Write out the Ed Narain biography word for word, from "American politician (born" down to "2014 to 2016.".

- **DOCUMENT EXCERPT**
########

American politician (born 1976)

Edwin "Ed" Aubron Narain (born September 8, 1976) is an American Democratic politician who served as a member of the Florida House of Representatives, representing the 61st District, which includes West and East Tampa, Progress Village, Sulphur Springs, and the university parts of Tampa in Central and Northern Hillsborough County, from 2014 to 2016.

==History==
Narain was born in New York City and later moved to Florida, where he grew up in Fort Lauderdale. In 1994, he moved to Tampa to attend the University of South Florida, where he served as the president of the student body from 1997 to 1998. Narain later received his bachelor's degree in psychology from Saint Leo University, where he also received his Master of Business Administration in 2009. Narain works for AT&T as an assistant vice president and serves as a member of the Children's Board of Hillsborough County, the Tampa Bay Chamber, and the Tampa Economic Development Council. In 2013, he graduated from the Stetson University College of Law with his Juris Doctor and received the Dean's Award.

########

- **DATA BLOCK**
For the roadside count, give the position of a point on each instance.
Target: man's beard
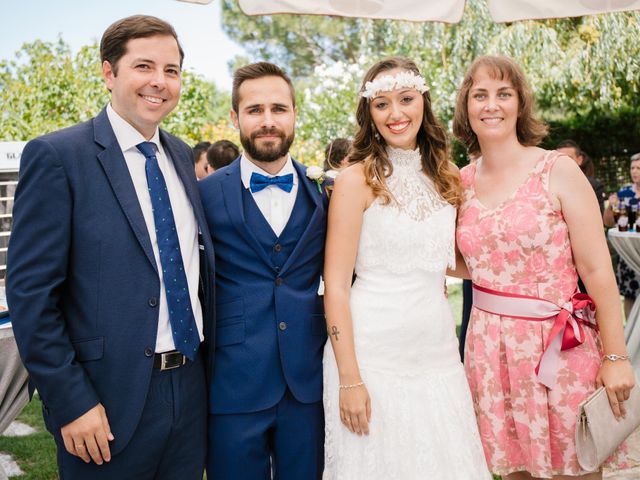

########

- **OUTPUT FOR THIS TASK**
American politician (born 1976)

Edwin "Ed" Aubron Narain (born September 8, 1976) is an American Democratic politician who served as a member of the Florida House of Representatives, representing the 61st District, which includes West and East Tampa, Progress Village, Sulphur Springs, and the university parts of Tampa in Central and Northern Hillsborough County, from 2014 to 2016.